# TEXT BLOCK
====

Plot – I love the Captain Proton holodeck programme and it is a huge feather in Voyager’s cap; camp, silly and really enjoyable. It doesn’t quite make up for the hideous programmes that surround it (Lord Burleigh’s gothic romance, the Jamaican luau, Leonardo Da Vinci’s study and the obscenity that is Fair Haven) but I do appreciate the fact that for one year only the show has decided to find the fun. It means that two of the most stilted performers in this cast have an excuse to be so (Duncan-McNeil and Wang) and the crazy melodramatic music, the detail in the ridiculous design and the beautiful black and white photography really help to sell the magic of this period of SF comic strip sagas on the big screen.
Character – There is
a feeling of disquiet amongst the crew as the ship is finally crossing an area
of space that is completely unknowable. The lack of stars means that it is
impossible to navigate or even see where they are going and as Chakotay says
for sailors who are used to exploring that is the worst position to be in.
Rather than use this as an excuse to kick start a plot about jet black aliens
that are swarming around the ship or some such nonsense, the writers instead
decide to turn this into a psychological exercise. It is one where the crew
have a long chance to consider their situation in the Delta Quadrant, the
reason that they are stuck here and the strong possibility that they might
never make it home. It is unlike Voyager to really push for intense examination
of this nature, so it is especially fine that they chose this route. These are
officers with nothing to report, with no star systems to chart or explore,
where the blackness of the windows seems to pressing in on them and
claustrophobia pervades.
Fascinatingly, it
takes removing Janeway from the show altogether to reveal just how much she
holds this crew together. It was a brave move to write out the central
character for the first third of the season opener but in doing so they make
her even more of a focal point than ever. She’s conspicuous by her absence and
everybody is feeling it and has questions. Janeway is kept from the audience as
well as the crew so we are all part of the mystery. When we do finally catch up
with her she is darkly silhouetted in her quarters, brooding and depressed. It
might seems an odd time for the consequences of her actions in Caretaker to
finally have caught up with her (five years later) but when you are trapped in
area of space where nothing is the order of the day and there is nothing to do
but think then the mistakes of your past are bound to come back to haunt you.

====

(Pointing dataset records)
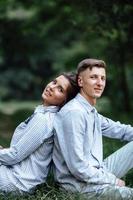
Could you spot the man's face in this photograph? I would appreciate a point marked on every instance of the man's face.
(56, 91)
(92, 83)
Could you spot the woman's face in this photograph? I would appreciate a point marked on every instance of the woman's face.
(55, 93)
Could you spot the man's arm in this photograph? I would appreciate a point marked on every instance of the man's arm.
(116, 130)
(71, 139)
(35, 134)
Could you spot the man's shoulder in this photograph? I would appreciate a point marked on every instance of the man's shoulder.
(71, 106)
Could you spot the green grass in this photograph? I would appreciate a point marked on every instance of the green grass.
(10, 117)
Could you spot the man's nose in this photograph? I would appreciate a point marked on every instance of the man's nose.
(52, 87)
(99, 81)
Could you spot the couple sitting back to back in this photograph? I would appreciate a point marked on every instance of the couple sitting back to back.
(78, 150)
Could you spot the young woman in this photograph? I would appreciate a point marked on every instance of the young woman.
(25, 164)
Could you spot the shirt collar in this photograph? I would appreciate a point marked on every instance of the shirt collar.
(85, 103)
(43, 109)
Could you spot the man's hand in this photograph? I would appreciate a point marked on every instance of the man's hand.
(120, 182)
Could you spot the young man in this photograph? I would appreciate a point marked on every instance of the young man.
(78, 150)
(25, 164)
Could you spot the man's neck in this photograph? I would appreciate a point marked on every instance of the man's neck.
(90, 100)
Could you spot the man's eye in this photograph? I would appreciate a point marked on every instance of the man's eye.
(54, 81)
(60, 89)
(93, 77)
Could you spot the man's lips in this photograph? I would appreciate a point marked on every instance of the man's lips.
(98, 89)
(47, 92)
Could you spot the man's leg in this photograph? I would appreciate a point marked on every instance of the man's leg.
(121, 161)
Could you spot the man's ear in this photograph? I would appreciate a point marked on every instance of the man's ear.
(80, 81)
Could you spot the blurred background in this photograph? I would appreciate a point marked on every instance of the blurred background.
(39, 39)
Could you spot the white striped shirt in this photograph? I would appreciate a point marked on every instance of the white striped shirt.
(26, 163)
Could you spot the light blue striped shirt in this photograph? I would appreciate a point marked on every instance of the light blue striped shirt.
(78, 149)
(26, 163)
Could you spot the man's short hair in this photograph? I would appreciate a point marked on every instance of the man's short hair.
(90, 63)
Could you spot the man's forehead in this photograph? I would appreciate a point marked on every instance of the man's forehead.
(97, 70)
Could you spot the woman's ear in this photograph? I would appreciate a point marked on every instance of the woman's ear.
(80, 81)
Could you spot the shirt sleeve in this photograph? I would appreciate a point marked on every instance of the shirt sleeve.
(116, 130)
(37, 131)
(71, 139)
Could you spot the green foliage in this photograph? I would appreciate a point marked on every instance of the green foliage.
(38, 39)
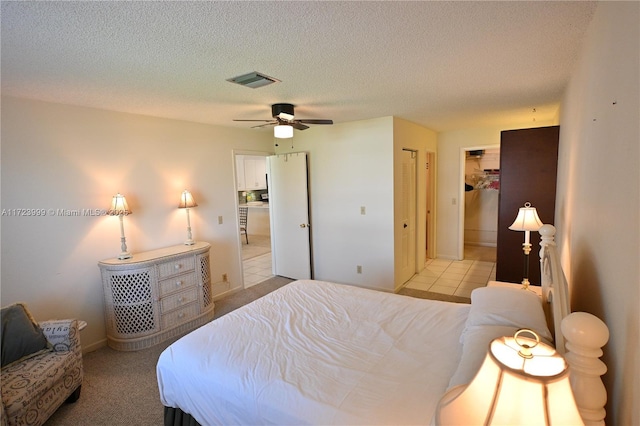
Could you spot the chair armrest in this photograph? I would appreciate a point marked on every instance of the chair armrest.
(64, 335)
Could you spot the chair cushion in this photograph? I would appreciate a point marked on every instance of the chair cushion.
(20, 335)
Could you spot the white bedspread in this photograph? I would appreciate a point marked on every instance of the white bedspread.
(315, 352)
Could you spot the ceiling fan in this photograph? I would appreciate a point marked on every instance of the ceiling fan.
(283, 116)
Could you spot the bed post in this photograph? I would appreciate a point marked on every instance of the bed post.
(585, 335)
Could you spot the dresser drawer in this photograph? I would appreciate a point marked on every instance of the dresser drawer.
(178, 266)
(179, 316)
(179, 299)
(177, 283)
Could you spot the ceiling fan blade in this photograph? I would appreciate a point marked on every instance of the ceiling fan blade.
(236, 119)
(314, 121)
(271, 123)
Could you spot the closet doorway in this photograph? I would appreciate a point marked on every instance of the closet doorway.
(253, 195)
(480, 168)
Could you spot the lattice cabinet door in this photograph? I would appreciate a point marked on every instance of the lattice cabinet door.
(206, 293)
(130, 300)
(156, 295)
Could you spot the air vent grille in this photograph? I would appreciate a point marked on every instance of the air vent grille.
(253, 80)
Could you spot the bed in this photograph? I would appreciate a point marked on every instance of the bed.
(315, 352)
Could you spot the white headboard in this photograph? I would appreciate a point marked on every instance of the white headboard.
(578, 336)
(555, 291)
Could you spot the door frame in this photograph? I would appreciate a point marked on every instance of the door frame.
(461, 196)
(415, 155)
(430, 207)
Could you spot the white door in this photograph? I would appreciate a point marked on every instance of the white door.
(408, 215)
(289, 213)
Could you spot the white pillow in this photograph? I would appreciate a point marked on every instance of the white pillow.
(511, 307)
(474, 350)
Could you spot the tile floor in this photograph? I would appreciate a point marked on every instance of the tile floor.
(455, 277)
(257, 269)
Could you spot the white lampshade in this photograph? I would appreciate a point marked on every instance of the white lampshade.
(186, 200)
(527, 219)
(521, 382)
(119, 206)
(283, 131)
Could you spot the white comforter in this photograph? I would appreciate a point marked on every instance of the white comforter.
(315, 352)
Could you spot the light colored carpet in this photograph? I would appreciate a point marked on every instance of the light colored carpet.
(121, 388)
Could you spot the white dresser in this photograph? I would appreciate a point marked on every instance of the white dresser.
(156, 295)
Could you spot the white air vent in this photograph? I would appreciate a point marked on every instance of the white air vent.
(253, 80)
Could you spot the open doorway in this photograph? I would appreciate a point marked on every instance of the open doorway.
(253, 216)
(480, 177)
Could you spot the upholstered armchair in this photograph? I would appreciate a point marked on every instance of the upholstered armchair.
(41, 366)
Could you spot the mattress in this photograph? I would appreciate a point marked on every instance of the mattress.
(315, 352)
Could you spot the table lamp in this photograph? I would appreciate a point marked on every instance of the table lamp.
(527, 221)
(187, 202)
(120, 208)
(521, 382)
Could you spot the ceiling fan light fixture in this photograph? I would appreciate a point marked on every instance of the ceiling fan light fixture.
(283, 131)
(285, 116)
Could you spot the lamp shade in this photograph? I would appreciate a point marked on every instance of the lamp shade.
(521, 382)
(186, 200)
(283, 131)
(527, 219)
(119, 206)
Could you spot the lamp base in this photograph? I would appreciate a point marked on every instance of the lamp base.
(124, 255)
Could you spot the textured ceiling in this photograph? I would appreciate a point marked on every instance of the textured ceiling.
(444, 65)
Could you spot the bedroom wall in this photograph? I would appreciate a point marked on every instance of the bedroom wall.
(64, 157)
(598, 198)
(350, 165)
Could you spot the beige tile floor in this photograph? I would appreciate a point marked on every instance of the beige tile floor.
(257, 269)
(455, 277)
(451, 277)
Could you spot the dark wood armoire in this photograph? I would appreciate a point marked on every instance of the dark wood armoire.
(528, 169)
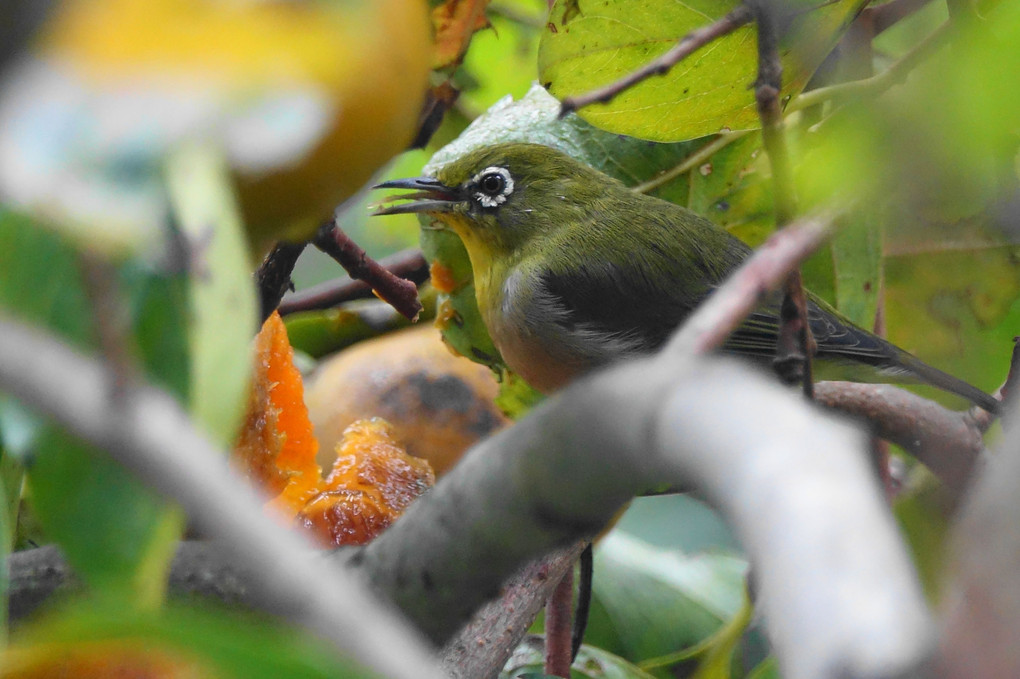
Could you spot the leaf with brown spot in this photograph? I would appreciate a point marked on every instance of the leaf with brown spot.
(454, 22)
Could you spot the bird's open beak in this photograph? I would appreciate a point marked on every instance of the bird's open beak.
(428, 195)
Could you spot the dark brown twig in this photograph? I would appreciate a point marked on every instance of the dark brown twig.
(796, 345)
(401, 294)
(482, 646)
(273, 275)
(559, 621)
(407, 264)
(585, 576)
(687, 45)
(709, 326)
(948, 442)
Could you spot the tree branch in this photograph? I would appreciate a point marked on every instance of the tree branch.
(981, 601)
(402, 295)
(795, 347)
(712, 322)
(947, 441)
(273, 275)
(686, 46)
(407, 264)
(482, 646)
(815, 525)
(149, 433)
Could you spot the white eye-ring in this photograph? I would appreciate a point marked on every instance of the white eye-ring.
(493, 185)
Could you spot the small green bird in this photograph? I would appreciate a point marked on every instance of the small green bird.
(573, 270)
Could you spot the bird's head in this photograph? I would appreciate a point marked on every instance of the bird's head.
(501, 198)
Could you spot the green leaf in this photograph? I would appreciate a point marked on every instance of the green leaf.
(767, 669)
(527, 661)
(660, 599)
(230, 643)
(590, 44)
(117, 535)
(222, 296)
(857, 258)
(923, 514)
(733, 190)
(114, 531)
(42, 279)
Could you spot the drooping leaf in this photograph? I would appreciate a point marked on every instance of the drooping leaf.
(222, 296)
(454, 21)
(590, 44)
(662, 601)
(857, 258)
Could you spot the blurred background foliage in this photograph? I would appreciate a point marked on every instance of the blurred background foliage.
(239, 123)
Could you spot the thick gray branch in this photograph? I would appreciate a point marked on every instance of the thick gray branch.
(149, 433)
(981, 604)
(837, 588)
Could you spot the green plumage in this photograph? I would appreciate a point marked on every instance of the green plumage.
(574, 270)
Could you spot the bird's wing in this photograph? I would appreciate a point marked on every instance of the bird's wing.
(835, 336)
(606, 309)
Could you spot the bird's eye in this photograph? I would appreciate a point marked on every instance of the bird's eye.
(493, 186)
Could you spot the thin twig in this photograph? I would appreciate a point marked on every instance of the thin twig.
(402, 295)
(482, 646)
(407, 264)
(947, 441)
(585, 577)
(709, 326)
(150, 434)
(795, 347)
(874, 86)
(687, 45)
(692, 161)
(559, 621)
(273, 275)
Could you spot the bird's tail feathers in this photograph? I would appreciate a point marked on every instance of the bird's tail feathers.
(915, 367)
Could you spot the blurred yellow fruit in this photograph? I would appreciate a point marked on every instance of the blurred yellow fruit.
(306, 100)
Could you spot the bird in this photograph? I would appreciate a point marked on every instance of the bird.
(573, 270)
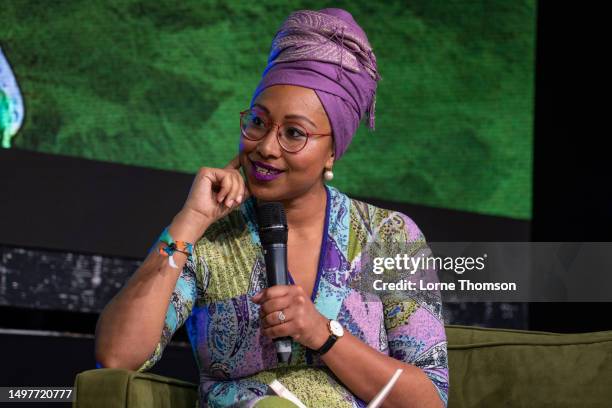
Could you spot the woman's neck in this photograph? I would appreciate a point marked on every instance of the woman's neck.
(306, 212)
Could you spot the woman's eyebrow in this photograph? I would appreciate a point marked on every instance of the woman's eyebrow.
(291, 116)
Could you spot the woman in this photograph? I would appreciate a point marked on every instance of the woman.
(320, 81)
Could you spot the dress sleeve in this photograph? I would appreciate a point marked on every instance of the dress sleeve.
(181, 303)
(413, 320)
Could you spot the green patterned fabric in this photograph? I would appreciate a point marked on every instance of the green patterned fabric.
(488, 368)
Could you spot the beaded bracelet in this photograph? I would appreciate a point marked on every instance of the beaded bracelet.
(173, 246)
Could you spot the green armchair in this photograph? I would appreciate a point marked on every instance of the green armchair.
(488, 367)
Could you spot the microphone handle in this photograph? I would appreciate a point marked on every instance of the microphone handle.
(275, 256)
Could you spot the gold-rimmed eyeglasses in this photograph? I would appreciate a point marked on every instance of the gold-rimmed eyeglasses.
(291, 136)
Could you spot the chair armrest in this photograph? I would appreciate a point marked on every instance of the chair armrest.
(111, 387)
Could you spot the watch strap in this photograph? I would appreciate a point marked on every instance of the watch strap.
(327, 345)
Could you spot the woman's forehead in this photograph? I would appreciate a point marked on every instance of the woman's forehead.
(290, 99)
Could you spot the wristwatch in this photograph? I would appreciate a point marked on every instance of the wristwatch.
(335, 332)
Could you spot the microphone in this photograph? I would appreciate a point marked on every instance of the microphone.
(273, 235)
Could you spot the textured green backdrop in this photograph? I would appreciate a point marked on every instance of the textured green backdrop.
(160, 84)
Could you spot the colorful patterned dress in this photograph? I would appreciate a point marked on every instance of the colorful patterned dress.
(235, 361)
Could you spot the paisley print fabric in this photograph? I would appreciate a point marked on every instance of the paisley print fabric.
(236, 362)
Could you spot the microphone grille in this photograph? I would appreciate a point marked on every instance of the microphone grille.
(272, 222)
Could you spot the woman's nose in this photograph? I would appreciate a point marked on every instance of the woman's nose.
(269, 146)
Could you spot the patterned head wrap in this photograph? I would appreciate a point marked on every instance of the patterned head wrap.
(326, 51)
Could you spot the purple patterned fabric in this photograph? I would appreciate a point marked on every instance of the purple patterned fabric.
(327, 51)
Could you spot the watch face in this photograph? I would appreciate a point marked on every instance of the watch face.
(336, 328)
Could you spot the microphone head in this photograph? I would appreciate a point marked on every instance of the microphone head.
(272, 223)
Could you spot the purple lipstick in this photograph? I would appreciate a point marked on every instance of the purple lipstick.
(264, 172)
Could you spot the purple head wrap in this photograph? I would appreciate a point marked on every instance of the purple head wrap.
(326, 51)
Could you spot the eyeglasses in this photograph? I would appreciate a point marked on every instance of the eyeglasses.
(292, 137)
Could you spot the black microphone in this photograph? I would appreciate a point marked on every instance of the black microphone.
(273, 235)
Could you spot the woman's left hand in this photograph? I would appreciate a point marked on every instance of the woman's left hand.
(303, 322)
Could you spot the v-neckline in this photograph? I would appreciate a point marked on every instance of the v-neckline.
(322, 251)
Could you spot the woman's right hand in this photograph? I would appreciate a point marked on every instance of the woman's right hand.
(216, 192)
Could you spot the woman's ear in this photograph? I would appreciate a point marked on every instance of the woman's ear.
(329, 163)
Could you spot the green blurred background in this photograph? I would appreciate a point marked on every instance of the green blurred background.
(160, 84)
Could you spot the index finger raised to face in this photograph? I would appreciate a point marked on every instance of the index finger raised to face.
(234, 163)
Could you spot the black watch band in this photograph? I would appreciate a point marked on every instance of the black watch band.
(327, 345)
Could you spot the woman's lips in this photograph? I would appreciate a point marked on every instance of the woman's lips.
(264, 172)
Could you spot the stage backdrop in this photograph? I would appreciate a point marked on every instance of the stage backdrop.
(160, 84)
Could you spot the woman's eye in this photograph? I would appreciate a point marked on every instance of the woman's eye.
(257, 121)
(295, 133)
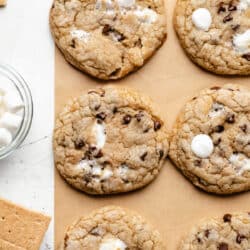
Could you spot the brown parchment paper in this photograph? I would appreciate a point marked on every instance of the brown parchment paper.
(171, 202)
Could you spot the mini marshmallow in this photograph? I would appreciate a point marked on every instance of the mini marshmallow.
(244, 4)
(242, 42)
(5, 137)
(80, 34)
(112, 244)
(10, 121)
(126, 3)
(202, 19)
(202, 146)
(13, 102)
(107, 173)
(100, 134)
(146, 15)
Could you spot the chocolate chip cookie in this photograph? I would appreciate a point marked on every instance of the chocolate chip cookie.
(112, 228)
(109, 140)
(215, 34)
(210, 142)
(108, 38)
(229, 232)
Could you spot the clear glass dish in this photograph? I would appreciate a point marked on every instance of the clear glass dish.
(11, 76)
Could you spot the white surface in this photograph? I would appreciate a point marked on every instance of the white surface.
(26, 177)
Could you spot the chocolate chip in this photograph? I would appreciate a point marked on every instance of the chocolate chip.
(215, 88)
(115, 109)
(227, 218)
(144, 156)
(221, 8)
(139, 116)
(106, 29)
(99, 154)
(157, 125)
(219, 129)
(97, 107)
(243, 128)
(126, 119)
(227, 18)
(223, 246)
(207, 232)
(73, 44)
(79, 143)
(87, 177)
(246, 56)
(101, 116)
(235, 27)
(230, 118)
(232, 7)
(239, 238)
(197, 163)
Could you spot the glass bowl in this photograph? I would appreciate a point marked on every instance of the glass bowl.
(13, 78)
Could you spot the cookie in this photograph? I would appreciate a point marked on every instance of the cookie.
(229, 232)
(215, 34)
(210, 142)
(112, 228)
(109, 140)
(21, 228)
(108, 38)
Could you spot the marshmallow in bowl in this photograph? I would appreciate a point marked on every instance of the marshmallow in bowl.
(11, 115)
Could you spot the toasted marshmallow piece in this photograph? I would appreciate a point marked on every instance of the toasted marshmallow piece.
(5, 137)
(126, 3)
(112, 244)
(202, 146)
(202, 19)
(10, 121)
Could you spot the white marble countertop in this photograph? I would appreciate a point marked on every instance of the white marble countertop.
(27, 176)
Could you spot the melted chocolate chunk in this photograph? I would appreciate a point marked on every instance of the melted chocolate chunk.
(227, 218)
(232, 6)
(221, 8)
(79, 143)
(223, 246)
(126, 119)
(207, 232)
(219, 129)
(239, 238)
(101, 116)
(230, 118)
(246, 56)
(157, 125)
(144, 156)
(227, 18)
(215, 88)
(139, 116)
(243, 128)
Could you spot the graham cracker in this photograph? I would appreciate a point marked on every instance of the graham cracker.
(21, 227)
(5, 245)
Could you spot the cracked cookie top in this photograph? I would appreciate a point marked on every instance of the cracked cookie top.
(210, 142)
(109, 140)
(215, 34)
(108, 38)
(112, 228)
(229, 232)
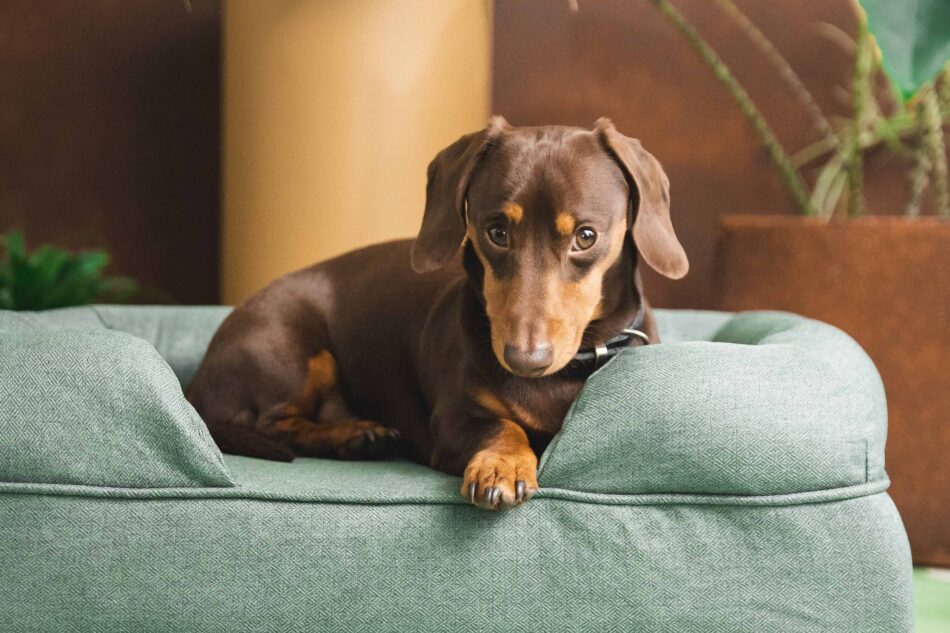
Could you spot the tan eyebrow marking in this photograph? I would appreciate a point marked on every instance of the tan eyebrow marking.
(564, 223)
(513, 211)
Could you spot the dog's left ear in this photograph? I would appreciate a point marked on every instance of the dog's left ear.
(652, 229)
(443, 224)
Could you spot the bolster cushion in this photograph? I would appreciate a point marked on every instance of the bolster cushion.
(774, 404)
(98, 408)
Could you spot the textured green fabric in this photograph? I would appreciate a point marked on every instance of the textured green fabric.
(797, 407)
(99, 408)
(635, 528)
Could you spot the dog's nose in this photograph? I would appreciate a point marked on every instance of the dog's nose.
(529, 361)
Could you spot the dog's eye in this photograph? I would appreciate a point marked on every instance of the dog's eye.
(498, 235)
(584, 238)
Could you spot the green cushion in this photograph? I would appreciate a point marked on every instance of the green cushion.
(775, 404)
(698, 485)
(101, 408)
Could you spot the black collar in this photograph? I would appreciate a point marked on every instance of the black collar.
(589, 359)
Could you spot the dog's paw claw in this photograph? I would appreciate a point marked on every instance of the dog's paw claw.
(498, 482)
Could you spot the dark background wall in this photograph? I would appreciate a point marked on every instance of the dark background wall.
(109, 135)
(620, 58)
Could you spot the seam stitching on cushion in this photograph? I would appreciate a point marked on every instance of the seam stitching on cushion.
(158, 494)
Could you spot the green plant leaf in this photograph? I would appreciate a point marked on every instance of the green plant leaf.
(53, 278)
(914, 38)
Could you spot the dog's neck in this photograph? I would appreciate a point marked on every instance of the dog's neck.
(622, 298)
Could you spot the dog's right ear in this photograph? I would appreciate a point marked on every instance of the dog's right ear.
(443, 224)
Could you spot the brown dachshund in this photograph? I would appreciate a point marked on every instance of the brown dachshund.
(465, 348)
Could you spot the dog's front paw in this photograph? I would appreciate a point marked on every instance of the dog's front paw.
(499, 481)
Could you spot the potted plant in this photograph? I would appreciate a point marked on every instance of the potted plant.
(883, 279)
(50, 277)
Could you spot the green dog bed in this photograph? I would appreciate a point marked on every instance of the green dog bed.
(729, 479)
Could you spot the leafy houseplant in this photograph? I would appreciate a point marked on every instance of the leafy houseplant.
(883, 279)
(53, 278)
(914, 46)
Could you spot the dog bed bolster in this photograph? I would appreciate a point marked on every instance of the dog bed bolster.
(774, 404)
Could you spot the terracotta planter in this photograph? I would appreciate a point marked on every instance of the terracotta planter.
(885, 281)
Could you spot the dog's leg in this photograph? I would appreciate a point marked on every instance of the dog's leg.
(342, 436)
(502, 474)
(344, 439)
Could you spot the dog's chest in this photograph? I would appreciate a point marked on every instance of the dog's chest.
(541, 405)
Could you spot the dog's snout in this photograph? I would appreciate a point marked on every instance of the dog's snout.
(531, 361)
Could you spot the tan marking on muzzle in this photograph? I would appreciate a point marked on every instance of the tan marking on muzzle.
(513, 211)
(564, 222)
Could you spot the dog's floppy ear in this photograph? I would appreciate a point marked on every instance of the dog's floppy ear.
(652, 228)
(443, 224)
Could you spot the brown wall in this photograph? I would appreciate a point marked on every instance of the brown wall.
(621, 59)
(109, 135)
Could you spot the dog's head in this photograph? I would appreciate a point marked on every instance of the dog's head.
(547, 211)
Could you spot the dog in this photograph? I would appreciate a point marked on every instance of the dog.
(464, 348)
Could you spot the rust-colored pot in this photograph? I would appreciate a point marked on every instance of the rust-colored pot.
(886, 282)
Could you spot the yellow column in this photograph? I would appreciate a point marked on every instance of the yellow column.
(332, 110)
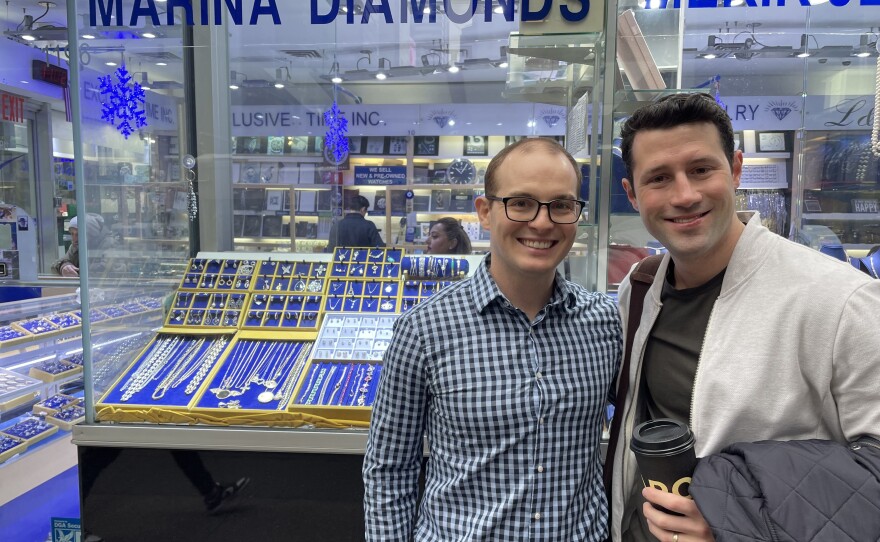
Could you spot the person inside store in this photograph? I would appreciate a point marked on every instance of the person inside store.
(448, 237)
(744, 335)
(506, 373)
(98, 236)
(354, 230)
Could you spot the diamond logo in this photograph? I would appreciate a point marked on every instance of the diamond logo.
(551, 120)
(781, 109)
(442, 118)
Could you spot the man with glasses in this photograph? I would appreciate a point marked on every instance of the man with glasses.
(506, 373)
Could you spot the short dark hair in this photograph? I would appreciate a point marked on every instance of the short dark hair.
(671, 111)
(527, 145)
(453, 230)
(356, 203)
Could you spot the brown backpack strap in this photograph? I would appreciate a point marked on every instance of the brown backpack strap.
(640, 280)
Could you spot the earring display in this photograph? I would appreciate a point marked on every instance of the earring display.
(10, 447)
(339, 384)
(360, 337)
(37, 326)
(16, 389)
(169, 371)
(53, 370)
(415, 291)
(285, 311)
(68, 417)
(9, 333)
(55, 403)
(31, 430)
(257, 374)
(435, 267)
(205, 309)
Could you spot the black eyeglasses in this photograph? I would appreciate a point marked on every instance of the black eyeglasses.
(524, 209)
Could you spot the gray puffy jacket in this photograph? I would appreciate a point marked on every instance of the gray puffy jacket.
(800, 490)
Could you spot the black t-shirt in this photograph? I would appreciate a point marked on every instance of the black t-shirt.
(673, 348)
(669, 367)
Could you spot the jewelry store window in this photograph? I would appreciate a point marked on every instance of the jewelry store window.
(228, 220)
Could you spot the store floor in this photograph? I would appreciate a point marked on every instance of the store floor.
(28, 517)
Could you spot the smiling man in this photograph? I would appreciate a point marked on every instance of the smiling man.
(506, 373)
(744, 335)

====

# WRITTEN TASK 1
According to the Voyager review, for how much of the season opener is Janeway written out?
# WRITTEN TASK 2
Print everything in the Voyager review from "Plot – I love" down to "the big screen.".
# WRITTEN TASK 3
How would you sum up the Voyager review in two sentences?

# EXERCISE OUTPUT 1
The first third.

# EXERCISE OUTPUT 2
Plot – I love the Captain Proton holodeck programme and it is a huge feather in Voyager’s cap; camp, silly and really enjoyable. It doesn’t quite make up for the hideous programmes that surround it (Lord Burleigh’s gothic romance, the Jamaican luau, Leonardo Da Vinci’s study and the obscenity that is Fair Haven) but I do appreciate the fact that for one year only the show has decided to find the fun. It means that two of the most stilted performers in this cast have an excuse to be so (Duncan-McNeil and Wang) and the crazy melodramatic music, the detail in the ridiculous design and the beautiful black and white photography really help to sell the magic of this period of SF comic strip sagas on the big screen.

# EXERCISE OUTPUT 3
The reviewer praises the Captain Proton holodeck program as camp, silly fun that gives stilted performers an excuse. The reviewer also commends the writers for turning the ship's passage through a starless region into a psychological exercise in which removing Janeway reveals how much she holds the crew together, until she is found brooding and depressed over the consequences of her actions in Caretaker.